§ **Document segment**
* begin *
The California Consumer Privacy Act (CCPA) was signed into law on June 28, 2018, making California the first U.S. state to enact a comprehensive consumer privacy law. The legislation was introduced as Assembly Bill 375, aiming to give California residents greater control over their personal information. The CCPA officially took effect on January 1, 2020, granting consumers rights such as access to their personal information, the ability to request deletion, and the right to opt out of the sale of personal information. The CCPA set a precedent for state-level privacy laws across the U.S., influencing legislation in states like Virginia, Colorado,
The California Privacy Rights Act (CPRA), also known as Proposition 24, was approved by California voters on November 3, 2020, as an expansion of the California Consumer Privacy Act (CCPA). The CPRA introduced stronger consumer privacy protections, including the right to correct inaccurate personal information, limit the use of sensitive personal information, and prevent businesses from sharing personal information without consent. It also established the California Privacy Protection Agency (CPPA) to enforce privacy laws and oversee compliance. The CPRA officially took effect on January 1, 2023, applying to personal data collected from January 1, 2022, onward.
* end *
§ **Given records**
* begin *
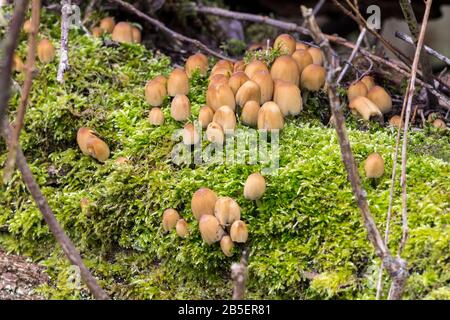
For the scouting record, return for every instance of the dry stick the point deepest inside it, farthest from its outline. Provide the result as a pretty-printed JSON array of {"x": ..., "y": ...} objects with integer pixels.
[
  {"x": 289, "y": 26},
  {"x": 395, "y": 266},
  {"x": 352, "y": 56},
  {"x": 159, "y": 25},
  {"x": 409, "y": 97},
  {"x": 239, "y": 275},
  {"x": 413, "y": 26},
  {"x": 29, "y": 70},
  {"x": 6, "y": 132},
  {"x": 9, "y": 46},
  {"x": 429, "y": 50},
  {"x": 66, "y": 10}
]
* end *
* begin *
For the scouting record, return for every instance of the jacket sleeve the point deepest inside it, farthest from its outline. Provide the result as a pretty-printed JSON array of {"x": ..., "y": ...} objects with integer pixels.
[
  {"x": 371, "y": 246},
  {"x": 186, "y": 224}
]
* end *
* begin *
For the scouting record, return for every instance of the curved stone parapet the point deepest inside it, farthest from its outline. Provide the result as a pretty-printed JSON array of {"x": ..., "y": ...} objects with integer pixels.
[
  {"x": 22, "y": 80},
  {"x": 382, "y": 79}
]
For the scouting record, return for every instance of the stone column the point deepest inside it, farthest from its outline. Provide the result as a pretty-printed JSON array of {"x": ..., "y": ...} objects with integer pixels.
* end *
§ **What this exercise asks**
1) In the passage on California privacy laws, which agency did the CPRA establish?
2) Decide whether each statement agrees with the passage on California privacy laws, and give yes or no with the deciding words quoted from it: (a) The CCPA was introduced as Assembly Bill 375. (b) The CPRA took effect on January 1, 2022. (c) California voters approved the CPRA on November 3, 2020.
3) Extend the passage on California privacy laws, starting after its final sentence.

§ **Answers per task**
1) The California Privacy Protection Agency (CPPA).

2)
(a) Yes: "The legislation was introduced as Assembly Bill 375"
(b) No: "The CPRA officially took effect on January 1, 2023"
(c) Yes: "was approved by California voters on November 3, 2020"

3)
Covered and Exempt Entities
Under the California Consumer Privacy Act (CCPA), as amended by the California Privacy Rights Act (CPRA), a “business” is defined as an entity that:
– Operates in California and collects personal information from consumers.
– Determines the purposes and means of processing personal data.
– Meets at least one of the following thresholds:
– Has annual gross revenues exceeding $25 million.
– Buys, sells, or shares the personal information of 100,000 or more consumers, households, or devices annually.
– Derives 50% or more of its annual revenue from selling or sharing personal information.
Additionally, the CCPA applies to affiliated entities that share common branding with a covered business. Nonprofits and government agencies are generally exempt from these requirements.
HIPAA/GLBA/ETC
The CCPA exempts certain data protected by the GLBA and HIPAA.
Employee Data and Business Contact Information
California is unique in the United States in that employee data and business contact information can be the personal information of a California resident protected by the CCPA.
Privacy Policy Disclosures
A California resident can request that a business disclose: (1) the categories and/or specific pieces of personal information they have collected, (2) the categories of sources for that personal information, (3) the purposes for which the business uses that information, (4) the categories of third parties with whom the business discloses the information, and (5) the categories of information that the business sells or discloses to third parties.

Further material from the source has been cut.